Task:
Where the line with "Question. Locate the fern" appears below, start writing out lines exactly, and finish with the line with "Question. Locate the tree trunk", which is included; write out nothing else.

=======

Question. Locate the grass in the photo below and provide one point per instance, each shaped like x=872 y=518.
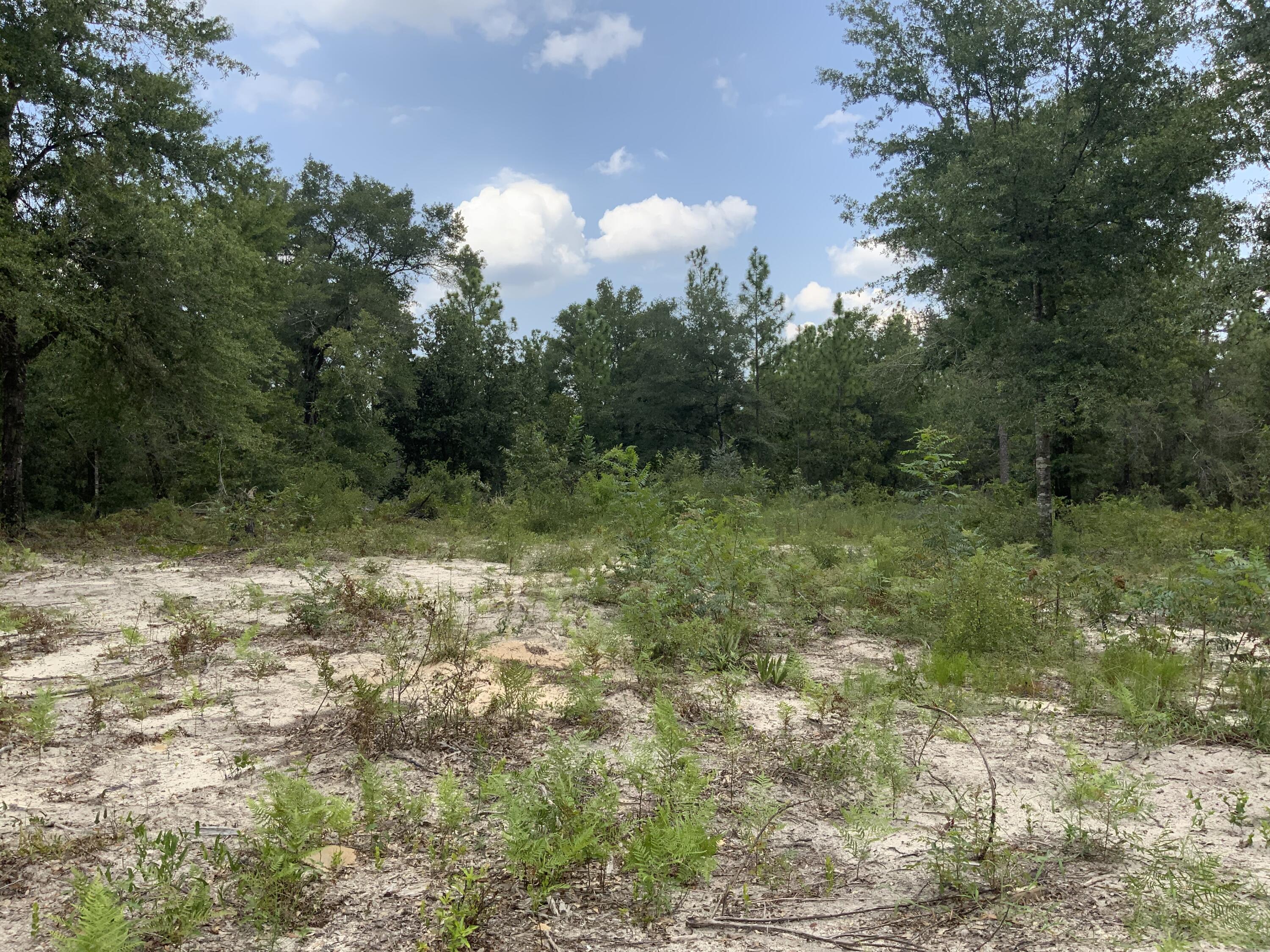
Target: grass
x=684 y=608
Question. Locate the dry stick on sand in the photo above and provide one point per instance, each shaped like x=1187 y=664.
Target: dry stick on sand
x=859 y=942
x=992 y=781
x=754 y=847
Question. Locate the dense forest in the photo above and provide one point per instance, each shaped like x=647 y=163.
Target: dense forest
x=332 y=622
x=1081 y=301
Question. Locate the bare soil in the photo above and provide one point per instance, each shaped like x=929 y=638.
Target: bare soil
x=176 y=770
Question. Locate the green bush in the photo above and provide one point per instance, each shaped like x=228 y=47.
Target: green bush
x=293 y=820
x=986 y=610
x=670 y=843
x=98 y=923
x=559 y=814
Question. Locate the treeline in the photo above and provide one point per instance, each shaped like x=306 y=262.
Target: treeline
x=179 y=322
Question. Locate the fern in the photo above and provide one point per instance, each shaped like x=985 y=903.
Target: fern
x=559 y=814
x=98 y=923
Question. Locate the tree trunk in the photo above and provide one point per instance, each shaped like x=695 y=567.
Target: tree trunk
x=13 y=393
x=1004 y=452
x=97 y=484
x=1044 y=495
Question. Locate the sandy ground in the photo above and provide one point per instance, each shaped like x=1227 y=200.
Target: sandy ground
x=176 y=768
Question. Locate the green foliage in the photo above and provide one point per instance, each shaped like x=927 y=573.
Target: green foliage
x=385 y=805
x=558 y=815
x=97 y=923
x=40 y=721
x=931 y=465
x=291 y=820
x=460 y=909
x=1184 y=895
x=1100 y=803
x=453 y=806
x=670 y=843
x=986 y=610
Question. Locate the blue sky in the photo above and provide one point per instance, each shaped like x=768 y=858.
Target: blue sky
x=661 y=126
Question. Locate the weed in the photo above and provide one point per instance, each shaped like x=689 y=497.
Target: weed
x=459 y=911
x=773 y=669
x=861 y=827
x=559 y=815
x=517 y=696
x=671 y=845
x=98 y=923
x=1184 y=894
x=987 y=612
x=1100 y=803
x=40 y=721
x=291 y=820
x=388 y=808
x=453 y=806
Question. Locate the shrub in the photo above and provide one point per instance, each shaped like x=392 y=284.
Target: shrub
x=293 y=820
x=986 y=612
x=1183 y=893
x=559 y=815
x=1100 y=803
x=671 y=845
x=98 y=923
x=40 y=721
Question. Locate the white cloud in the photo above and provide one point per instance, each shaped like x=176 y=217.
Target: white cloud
x=817 y=299
x=289 y=50
x=727 y=92
x=813 y=299
x=527 y=231
x=268 y=89
x=427 y=294
x=660 y=225
x=497 y=19
x=781 y=103
x=616 y=164
x=841 y=122
x=610 y=39
x=793 y=330
x=864 y=261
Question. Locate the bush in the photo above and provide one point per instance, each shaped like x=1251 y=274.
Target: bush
x=559 y=815
x=986 y=611
x=671 y=845
x=293 y=820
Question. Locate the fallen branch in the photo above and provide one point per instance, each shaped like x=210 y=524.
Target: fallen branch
x=865 y=942
x=992 y=781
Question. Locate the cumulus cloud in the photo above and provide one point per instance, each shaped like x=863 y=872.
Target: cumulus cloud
x=427 y=294
x=610 y=39
x=497 y=19
x=864 y=261
x=841 y=122
x=267 y=89
x=289 y=50
x=616 y=164
x=660 y=225
x=727 y=92
x=813 y=299
x=527 y=231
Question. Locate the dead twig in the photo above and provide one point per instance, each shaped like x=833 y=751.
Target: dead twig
x=856 y=942
x=992 y=780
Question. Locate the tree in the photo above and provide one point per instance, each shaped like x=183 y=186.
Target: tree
x=472 y=388
x=714 y=339
x=765 y=319
x=355 y=254
x=96 y=96
x=1041 y=155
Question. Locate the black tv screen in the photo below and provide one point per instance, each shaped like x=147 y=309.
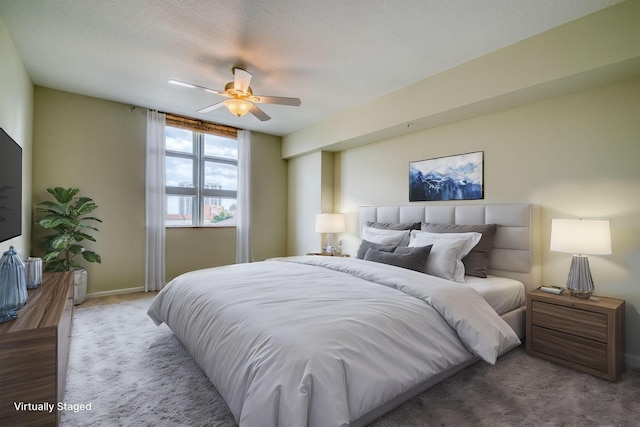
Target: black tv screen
x=10 y=187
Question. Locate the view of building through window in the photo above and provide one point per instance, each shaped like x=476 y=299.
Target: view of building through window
x=201 y=178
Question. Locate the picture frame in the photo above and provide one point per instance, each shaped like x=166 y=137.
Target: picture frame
x=457 y=177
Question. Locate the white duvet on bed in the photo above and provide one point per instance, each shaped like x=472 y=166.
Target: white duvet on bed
x=503 y=294
x=322 y=341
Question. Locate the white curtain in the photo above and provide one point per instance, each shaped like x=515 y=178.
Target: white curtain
x=243 y=205
x=155 y=201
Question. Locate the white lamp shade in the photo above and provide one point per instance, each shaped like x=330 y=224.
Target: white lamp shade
x=581 y=236
x=330 y=223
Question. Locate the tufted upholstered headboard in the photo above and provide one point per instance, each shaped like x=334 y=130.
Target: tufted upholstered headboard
x=515 y=252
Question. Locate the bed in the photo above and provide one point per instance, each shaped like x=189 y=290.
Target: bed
x=329 y=341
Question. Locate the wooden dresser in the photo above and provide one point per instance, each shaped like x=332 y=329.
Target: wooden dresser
x=34 y=353
x=583 y=334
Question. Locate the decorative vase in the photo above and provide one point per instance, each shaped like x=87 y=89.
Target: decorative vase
x=33 y=272
x=13 y=287
x=79 y=286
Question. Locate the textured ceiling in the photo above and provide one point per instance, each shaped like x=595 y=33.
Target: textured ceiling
x=332 y=54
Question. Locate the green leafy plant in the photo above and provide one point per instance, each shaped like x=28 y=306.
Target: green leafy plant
x=68 y=218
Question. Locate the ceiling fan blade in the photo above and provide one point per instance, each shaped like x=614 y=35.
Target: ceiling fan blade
x=192 y=86
x=295 y=102
x=211 y=107
x=261 y=115
x=241 y=80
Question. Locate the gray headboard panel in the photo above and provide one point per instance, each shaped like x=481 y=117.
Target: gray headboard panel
x=515 y=252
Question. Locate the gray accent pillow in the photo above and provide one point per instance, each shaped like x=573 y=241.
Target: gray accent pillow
x=476 y=263
x=409 y=258
x=396 y=226
x=366 y=245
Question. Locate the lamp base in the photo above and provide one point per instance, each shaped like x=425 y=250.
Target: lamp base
x=580 y=294
x=580 y=282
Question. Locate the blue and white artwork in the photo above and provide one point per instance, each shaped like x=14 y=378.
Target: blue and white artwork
x=457 y=177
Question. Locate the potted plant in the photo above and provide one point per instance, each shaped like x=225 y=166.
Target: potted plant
x=68 y=218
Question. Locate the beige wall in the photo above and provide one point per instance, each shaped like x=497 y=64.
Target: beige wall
x=98 y=146
x=16 y=118
x=557 y=117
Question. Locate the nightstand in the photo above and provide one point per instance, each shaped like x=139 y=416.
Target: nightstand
x=583 y=334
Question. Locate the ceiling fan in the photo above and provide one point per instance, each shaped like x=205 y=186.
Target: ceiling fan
x=241 y=98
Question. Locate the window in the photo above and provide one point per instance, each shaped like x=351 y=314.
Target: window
x=201 y=174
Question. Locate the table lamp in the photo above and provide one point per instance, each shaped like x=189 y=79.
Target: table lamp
x=329 y=224
x=581 y=237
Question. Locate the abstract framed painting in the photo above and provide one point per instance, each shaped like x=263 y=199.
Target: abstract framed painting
x=459 y=177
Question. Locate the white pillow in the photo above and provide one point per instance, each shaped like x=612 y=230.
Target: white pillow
x=445 y=259
x=383 y=236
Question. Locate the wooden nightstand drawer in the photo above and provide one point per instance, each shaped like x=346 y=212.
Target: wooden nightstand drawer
x=569 y=347
x=587 y=335
x=570 y=320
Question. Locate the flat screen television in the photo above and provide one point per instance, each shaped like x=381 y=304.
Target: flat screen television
x=10 y=187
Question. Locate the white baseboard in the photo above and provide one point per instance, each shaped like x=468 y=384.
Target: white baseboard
x=115 y=292
x=632 y=361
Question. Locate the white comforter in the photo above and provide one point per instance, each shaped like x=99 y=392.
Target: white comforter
x=322 y=341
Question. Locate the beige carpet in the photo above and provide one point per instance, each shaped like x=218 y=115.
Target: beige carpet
x=136 y=374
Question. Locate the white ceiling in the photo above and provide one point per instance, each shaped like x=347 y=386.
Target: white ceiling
x=332 y=54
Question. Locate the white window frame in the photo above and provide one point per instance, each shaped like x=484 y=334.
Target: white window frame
x=199 y=193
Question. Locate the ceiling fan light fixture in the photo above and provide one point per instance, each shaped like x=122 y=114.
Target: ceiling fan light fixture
x=237 y=107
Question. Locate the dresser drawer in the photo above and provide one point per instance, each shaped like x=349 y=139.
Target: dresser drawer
x=573 y=321
x=574 y=349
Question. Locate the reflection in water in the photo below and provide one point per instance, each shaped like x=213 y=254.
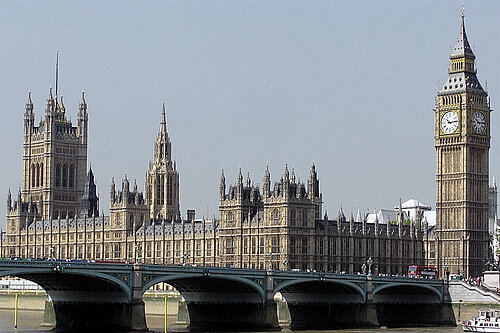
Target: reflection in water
x=29 y=322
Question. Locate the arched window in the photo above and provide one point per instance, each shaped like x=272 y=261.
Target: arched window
x=293 y=217
x=33 y=175
x=65 y=176
x=41 y=174
x=72 y=176
x=58 y=175
x=37 y=175
x=276 y=216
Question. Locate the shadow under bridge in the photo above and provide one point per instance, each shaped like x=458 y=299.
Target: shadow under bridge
x=86 y=299
x=402 y=304
x=324 y=303
x=217 y=299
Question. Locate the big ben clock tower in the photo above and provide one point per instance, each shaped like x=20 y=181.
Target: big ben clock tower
x=462 y=141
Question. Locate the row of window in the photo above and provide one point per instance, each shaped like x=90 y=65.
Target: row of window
x=295 y=219
x=65 y=175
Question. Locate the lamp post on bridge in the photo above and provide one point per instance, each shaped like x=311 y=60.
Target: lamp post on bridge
x=369 y=262
x=185 y=258
x=285 y=264
x=136 y=251
x=270 y=258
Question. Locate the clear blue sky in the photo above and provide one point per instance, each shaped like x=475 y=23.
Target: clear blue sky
x=349 y=85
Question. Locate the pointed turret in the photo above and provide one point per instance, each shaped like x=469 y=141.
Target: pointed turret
x=358 y=216
x=400 y=219
x=162 y=152
x=163 y=122
x=40 y=204
x=112 y=192
x=9 y=200
x=286 y=182
x=462 y=47
x=248 y=182
x=61 y=107
x=83 y=103
x=29 y=104
x=351 y=223
x=222 y=186
x=49 y=107
x=267 y=183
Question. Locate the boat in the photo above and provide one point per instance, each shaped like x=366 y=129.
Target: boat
x=487 y=321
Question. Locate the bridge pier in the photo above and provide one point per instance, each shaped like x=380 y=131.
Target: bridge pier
x=102 y=309
x=241 y=312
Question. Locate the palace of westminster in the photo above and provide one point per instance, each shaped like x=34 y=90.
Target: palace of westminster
x=56 y=214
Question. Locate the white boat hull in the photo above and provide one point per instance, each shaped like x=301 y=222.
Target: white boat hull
x=476 y=328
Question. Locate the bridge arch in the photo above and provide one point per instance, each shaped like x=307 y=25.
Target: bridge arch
x=72 y=282
x=398 y=292
x=186 y=283
x=327 y=285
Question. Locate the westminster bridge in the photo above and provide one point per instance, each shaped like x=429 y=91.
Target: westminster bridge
x=109 y=296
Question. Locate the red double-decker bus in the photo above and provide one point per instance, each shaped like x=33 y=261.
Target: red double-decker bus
x=423 y=272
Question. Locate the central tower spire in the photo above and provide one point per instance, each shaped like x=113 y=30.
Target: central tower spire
x=162 y=184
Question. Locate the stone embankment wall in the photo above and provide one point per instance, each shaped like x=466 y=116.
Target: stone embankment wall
x=470 y=294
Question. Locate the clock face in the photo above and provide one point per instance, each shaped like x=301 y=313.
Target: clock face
x=479 y=122
x=449 y=122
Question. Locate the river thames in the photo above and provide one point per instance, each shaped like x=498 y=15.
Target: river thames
x=30 y=321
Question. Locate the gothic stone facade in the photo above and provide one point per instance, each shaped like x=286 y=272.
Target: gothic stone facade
x=462 y=140
x=283 y=228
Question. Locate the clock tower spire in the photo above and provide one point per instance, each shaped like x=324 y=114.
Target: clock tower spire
x=462 y=142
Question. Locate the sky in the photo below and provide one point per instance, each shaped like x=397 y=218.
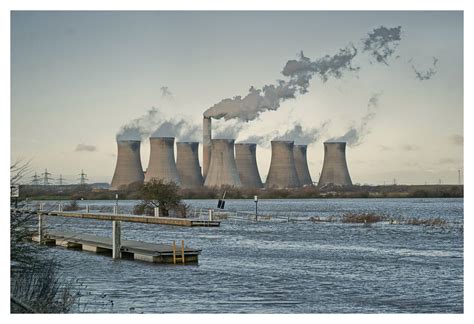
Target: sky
x=78 y=77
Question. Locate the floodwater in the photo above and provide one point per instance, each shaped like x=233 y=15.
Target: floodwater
x=280 y=266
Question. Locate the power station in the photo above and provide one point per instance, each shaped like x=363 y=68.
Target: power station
x=301 y=164
x=187 y=163
x=246 y=160
x=227 y=164
x=282 y=173
x=222 y=167
x=335 y=169
x=129 y=166
x=162 y=165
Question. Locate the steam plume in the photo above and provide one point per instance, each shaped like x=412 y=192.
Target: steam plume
x=381 y=43
x=303 y=136
x=355 y=135
x=427 y=74
x=155 y=124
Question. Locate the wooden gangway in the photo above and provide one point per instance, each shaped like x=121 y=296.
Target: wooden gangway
x=135 y=250
x=145 y=251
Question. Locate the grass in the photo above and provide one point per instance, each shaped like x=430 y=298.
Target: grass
x=366 y=218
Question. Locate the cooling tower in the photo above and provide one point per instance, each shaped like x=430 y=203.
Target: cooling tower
x=335 y=166
x=129 y=166
x=301 y=164
x=222 y=167
x=282 y=173
x=162 y=165
x=206 y=145
x=246 y=161
x=187 y=163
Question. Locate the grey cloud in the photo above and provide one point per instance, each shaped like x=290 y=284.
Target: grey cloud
x=409 y=147
x=457 y=139
x=426 y=74
x=165 y=92
x=85 y=148
x=303 y=136
x=356 y=134
x=381 y=43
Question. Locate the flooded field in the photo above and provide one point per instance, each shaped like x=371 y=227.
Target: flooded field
x=279 y=266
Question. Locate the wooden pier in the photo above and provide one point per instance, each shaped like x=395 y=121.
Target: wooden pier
x=134 y=250
x=186 y=222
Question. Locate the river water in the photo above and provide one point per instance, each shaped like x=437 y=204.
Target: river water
x=280 y=266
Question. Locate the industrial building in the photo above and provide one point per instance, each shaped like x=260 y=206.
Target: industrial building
x=301 y=164
x=282 y=172
x=187 y=163
x=335 y=171
x=246 y=161
x=129 y=166
x=222 y=167
x=162 y=165
x=226 y=164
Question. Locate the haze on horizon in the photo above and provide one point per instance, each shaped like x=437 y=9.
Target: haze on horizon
x=78 y=77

=======

Response:
Question. Locate the fern in the photo above and provide one point per instance, each shaped like x=985 y=903.
Target: fern
x=559 y=814
x=98 y=923
Question. Locate the tree trunk in the photo above and provide one point per instance, each shaped like x=695 y=567.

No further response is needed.